**Requirement**
Copy word for word the part of the entries that begins with the line containing "If you could put a dot on the unopened" and runs to the end of the entries, both ends included. Leave the pictures out of your answer.

──────────────────────────────

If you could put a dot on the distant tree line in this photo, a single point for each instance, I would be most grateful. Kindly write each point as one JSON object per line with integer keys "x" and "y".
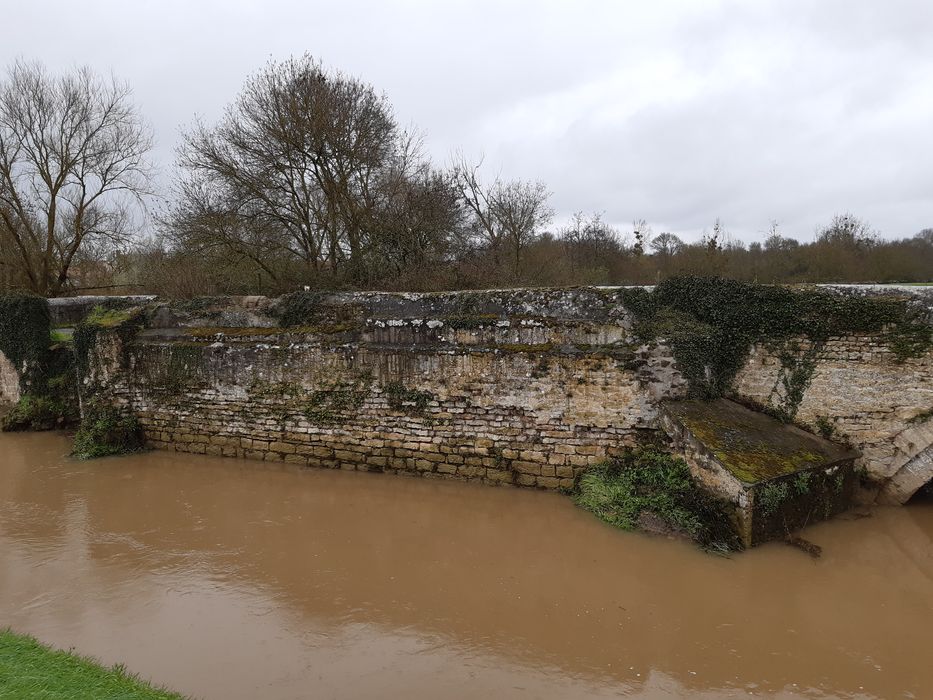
{"x": 309, "y": 180}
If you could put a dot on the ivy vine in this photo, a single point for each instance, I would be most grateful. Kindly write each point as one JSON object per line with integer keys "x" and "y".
{"x": 712, "y": 324}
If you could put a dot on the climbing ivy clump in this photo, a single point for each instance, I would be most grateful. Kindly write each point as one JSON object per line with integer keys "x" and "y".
{"x": 106, "y": 431}
{"x": 25, "y": 328}
{"x": 649, "y": 481}
{"x": 313, "y": 311}
{"x": 712, "y": 323}
{"x": 401, "y": 397}
{"x": 126, "y": 323}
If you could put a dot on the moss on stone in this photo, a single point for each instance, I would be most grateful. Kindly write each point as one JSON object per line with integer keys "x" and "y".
{"x": 750, "y": 445}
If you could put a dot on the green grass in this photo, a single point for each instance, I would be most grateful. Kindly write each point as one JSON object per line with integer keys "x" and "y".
{"x": 29, "y": 669}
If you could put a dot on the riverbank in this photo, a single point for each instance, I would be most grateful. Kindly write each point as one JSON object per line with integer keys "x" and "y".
{"x": 30, "y": 669}
{"x": 233, "y": 580}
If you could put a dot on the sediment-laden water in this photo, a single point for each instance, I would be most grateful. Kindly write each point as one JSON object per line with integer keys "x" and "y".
{"x": 233, "y": 579}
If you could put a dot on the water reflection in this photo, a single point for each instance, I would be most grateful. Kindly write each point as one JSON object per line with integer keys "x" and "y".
{"x": 231, "y": 579}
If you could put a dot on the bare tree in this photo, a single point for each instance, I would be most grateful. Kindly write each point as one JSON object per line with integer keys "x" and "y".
{"x": 72, "y": 169}
{"x": 507, "y": 215}
{"x": 848, "y": 231}
{"x": 642, "y": 234}
{"x": 307, "y": 161}
{"x": 666, "y": 244}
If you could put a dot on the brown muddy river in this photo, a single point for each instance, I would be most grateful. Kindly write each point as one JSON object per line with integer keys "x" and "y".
{"x": 233, "y": 579}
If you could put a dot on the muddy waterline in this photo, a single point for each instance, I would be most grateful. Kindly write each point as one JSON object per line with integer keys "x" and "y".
{"x": 233, "y": 579}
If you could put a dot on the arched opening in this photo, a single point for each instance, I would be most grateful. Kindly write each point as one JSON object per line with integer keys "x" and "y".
{"x": 915, "y": 475}
{"x": 9, "y": 382}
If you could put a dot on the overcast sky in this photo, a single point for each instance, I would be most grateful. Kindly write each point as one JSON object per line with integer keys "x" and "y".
{"x": 676, "y": 112}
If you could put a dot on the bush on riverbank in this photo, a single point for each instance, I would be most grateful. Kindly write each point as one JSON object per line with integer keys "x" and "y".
{"x": 29, "y": 669}
{"x": 647, "y": 483}
{"x": 105, "y": 431}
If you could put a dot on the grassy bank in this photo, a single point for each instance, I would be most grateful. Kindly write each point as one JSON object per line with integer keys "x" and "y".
{"x": 29, "y": 669}
{"x": 645, "y": 488}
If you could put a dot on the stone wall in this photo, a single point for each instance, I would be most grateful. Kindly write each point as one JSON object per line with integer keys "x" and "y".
{"x": 523, "y": 386}
{"x": 870, "y": 399}
{"x": 526, "y": 390}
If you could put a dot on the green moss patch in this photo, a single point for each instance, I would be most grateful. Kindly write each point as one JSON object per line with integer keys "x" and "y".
{"x": 751, "y": 445}
{"x": 647, "y": 481}
{"x": 29, "y": 669}
{"x": 402, "y": 398}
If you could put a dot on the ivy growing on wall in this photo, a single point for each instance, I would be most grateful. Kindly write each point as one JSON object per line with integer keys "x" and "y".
{"x": 25, "y": 328}
{"x": 712, "y": 323}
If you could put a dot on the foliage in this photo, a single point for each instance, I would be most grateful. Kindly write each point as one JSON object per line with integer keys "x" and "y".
{"x": 25, "y": 330}
{"x": 299, "y": 308}
{"x": 401, "y": 398}
{"x": 712, "y": 324}
{"x": 35, "y": 412}
{"x": 336, "y": 401}
{"x": 107, "y": 431}
{"x": 47, "y": 400}
{"x": 647, "y": 480}
{"x": 125, "y": 322}
{"x": 770, "y": 496}
{"x": 29, "y": 669}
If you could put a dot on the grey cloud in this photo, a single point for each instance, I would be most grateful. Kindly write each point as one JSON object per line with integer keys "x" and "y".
{"x": 678, "y": 112}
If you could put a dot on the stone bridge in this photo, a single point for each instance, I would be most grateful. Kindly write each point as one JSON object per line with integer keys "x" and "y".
{"x": 525, "y": 386}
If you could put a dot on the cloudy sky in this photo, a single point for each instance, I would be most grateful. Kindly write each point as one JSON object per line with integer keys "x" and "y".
{"x": 675, "y": 112}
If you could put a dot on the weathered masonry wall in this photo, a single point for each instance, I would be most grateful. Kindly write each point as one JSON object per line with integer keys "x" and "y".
{"x": 528, "y": 388}
{"x": 878, "y": 404}
{"x": 522, "y": 386}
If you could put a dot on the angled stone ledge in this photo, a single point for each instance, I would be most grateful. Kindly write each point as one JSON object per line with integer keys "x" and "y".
{"x": 780, "y": 478}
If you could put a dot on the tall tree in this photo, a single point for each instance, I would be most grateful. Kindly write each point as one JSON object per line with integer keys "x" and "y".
{"x": 507, "y": 215}
{"x": 72, "y": 170}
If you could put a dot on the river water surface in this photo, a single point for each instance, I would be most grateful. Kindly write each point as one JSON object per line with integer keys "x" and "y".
{"x": 233, "y": 579}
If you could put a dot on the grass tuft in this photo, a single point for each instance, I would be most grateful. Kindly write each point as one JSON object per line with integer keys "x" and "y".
{"x": 30, "y": 669}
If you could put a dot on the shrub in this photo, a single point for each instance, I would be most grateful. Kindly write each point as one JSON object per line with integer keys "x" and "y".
{"x": 647, "y": 480}
{"x": 106, "y": 431}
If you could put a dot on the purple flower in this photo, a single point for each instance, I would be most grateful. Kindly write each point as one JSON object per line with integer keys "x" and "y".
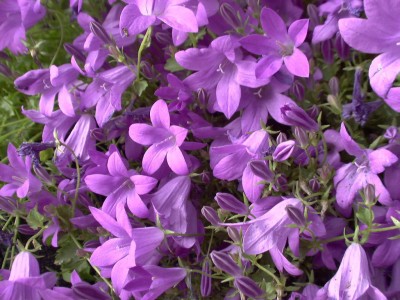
{"x": 353, "y": 278}
{"x": 164, "y": 138}
{"x": 128, "y": 248}
{"x": 138, "y": 15}
{"x": 25, "y": 281}
{"x": 279, "y": 46}
{"x": 15, "y": 18}
{"x": 220, "y": 66}
{"x": 334, "y": 10}
{"x": 121, "y": 185}
{"x": 18, "y": 175}
{"x": 149, "y": 282}
{"x": 351, "y": 178}
{"x": 378, "y": 34}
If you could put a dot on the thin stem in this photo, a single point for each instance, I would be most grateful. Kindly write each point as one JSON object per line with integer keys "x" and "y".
{"x": 60, "y": 44}
{"x": 34, "y": 237}
{"x": 94, "y": 267}
{"x": 268, "y": 272}
{"x": 351, "y": 235}
{"x": 78, "y": 175}
{"x": 141, "y": 48}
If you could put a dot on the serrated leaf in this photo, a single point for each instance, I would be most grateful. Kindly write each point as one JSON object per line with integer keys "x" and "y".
{"x": 35, "y": 219}
{"x": 140, "y": 86}
{"x": 172, "y": 65}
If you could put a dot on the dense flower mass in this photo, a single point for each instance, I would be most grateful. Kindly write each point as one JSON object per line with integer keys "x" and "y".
{"x": 200, "y": 149}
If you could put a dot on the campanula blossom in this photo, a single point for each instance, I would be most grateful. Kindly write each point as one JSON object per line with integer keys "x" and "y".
{"x": 279, "y": 46}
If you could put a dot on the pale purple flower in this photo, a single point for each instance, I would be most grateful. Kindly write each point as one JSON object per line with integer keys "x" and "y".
{"x": 17, "y": 175}
{"x": 138, "y": 15}
{"x": 127, "y": 248}
{"x": 16, "y": 17}
{"x": 353, "y": 278}
{"x": 121, "y": 185}
{"x": 25, "y": 280}
{"x": 149, "y": 282}
{"x": 351, "y": 178}
{"x": 280, "y": 46}
{"x": 378, "y": 35}
{"x": 164, "y": 140}
{"x": 220, "y": 66}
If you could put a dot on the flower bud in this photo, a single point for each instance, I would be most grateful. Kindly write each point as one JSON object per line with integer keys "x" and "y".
{"x": 341, "y": 47}
{"x": 248, "y": 287}
{"x": 301, "y": 137}
{"x": 327, "y": 51}
{"x": 234, "y": 234}
{"x": 334, "y": 86}
{"x": 298, "y": 90}
{"x": 230, "y": 15}
{"x": 42, "y": 174}
{"x": 314, "y": 185}
{"x": 211, "y": 215}
{"x": 312, "y": 11}
{"x": 281, "y": 138}
{"x": 295, "y": 116}
{"x": 260, "y": 169}
{"x": 224, "y": 262}
{"x": 369, "y": 193}
{"x": 99, "y": 31}
{"x": 230, "y": 203}
{"x": 205, "y": 284}
{"x": 284, "y": 150}
{"x": 391, "y": 133}
{"x": 295, "y": 215}
{"x": 71, "y": 49}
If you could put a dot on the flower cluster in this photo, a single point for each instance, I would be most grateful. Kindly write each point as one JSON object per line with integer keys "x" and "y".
{"x": 205, "y": 148}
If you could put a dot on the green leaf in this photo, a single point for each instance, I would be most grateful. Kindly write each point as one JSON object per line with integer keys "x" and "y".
{"x": 173, "y": 66}
{"x": 140, "y": 86}
{"x": 365, "y": 215}
{"x": 35, "y": 219}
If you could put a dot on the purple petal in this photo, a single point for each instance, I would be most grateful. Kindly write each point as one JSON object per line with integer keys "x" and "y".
{"x": 228, "y": 93}
{"x": 273, "y": 24}
{"x": 176, "y": 161}
{"x": 159, "y": 114}
{"x": 154, "y": 157}
{"x": 180, "y": 18}
{"x": 107, "y": 222}
{"x": 297, "y": 63}
{"x": 298, "y": 31}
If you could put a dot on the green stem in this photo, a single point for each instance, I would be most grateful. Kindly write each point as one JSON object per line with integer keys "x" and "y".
{"x": 78, "y": 175}
{"x": 268, "y": 272}
{"x": 7, "y": 223}
{"x": 34, "y": 237}
{"x": 60, "y": 44}
{"x": 351, "y": 235}
{"x": 94, "y": 267}
{"x": 141, "y": 48}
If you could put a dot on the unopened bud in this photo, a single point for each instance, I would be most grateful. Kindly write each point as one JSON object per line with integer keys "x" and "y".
{"x": 224, "y": 262}
{"x": 229, "y": 14}
{"x": 230, "y": 203}
{"x": 301, "y": 137}
{"x": 284, "y": 150}
{"x": 205, "y": 284}
{"x": 295, "y": 215}
{"x": 99, "y": 31}
{"x": 71, "y": 49}
{"x": 260, "y": 169}
{"x": 211, "y": 215}
{"x": 369, "y": 193}
{"x": 334, "y": 86}
{"x": 234, "y": 234}
{"x": 248, "y": 287}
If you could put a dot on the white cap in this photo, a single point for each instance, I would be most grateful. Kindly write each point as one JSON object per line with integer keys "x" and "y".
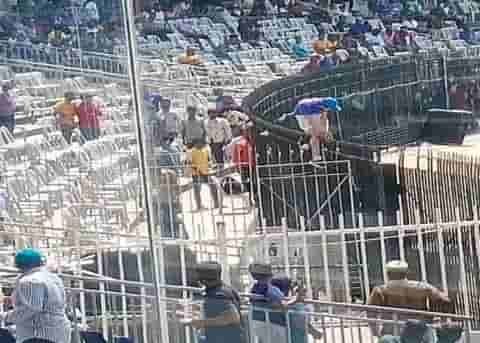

──────────────────────────────

**Task response**
If you could put a dot on the unopened bud in this photo, a single point for each instance, I would be most grateful. Kindly write each point as one JSON object per line with integer keys "x" and "y".
{"x": 224, "y": 262}
{"x": 229, "y": 14}
{"x": 230, "y": 203}
{"x": 301, "y": 137}
{"x": 284, "y": 150}
{"x": 205, "y": 284}
{"x": 295, "y": 215}
{"x": 99, "y": 31}
{"x": 71, "y": 49}
{"x": 260, "y": 169}
{"x": 211, "y": 215}
{"x": 369, "y": 193}
{"x": 334, "y": 86}
{"x": 234, "y": 234}
{"x": 248, "y": 287}
If you could put a dot on the white cap in this photo, a single point for each instance, I would be most grateful. Kindly write each point as one JSON object per line with integer keys "x" and "y".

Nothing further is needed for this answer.